* _Exercise_: List each line of the material in which the word "road" appears.

* _Supplied records_:
════════════════════

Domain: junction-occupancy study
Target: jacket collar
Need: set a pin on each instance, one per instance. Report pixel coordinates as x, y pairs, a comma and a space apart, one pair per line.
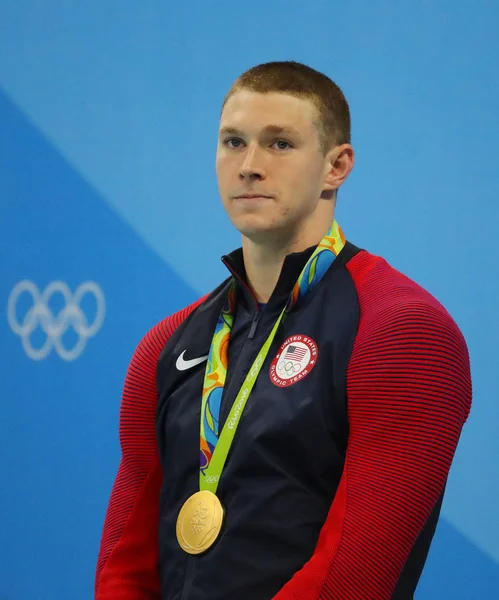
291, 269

════════════════════

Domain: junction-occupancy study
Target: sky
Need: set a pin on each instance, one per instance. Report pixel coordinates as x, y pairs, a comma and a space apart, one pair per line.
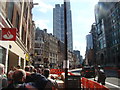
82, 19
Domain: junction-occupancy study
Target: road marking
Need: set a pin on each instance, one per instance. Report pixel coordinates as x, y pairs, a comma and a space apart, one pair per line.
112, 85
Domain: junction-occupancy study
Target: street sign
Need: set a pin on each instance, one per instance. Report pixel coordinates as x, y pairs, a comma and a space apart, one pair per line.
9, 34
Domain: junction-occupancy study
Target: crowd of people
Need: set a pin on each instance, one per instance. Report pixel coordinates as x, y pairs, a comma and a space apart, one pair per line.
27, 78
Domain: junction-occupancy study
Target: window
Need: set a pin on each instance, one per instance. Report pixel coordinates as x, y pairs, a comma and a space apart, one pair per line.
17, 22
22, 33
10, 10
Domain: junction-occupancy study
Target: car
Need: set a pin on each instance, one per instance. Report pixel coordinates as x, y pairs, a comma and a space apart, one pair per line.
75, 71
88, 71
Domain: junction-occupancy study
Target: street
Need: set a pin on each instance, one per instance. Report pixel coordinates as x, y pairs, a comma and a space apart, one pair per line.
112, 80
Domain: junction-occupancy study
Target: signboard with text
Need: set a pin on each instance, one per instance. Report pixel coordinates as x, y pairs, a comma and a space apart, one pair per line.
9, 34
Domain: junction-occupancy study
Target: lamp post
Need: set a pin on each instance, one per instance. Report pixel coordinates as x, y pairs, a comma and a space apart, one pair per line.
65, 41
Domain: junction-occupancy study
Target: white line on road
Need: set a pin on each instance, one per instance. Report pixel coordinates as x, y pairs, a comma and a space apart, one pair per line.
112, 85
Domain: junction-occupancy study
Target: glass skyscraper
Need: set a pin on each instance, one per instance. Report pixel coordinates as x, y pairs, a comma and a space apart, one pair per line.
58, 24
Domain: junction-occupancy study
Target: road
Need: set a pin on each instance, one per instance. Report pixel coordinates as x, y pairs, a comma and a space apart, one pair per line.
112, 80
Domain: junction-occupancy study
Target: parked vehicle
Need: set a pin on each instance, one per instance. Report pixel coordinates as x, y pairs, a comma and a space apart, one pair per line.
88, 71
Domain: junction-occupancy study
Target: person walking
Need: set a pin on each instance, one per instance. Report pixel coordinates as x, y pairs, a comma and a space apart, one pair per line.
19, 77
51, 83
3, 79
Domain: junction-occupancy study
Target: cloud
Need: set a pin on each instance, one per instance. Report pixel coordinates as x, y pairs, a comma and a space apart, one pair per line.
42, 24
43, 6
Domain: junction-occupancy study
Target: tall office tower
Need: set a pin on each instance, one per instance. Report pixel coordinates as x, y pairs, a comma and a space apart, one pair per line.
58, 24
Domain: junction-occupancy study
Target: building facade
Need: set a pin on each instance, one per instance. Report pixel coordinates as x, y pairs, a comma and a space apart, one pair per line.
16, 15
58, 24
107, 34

════════════════════

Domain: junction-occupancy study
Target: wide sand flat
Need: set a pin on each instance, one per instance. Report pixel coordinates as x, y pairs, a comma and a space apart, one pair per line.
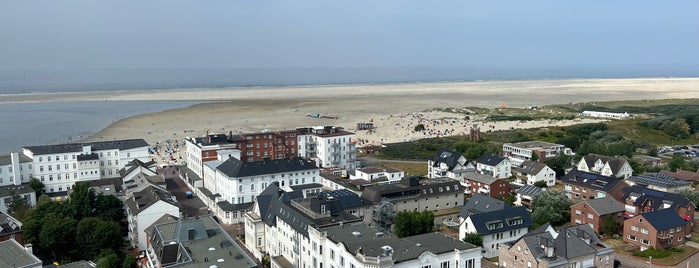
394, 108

════════════════════

* _Exercise answer_:
Target: road marking
Target: white line on road
Target: road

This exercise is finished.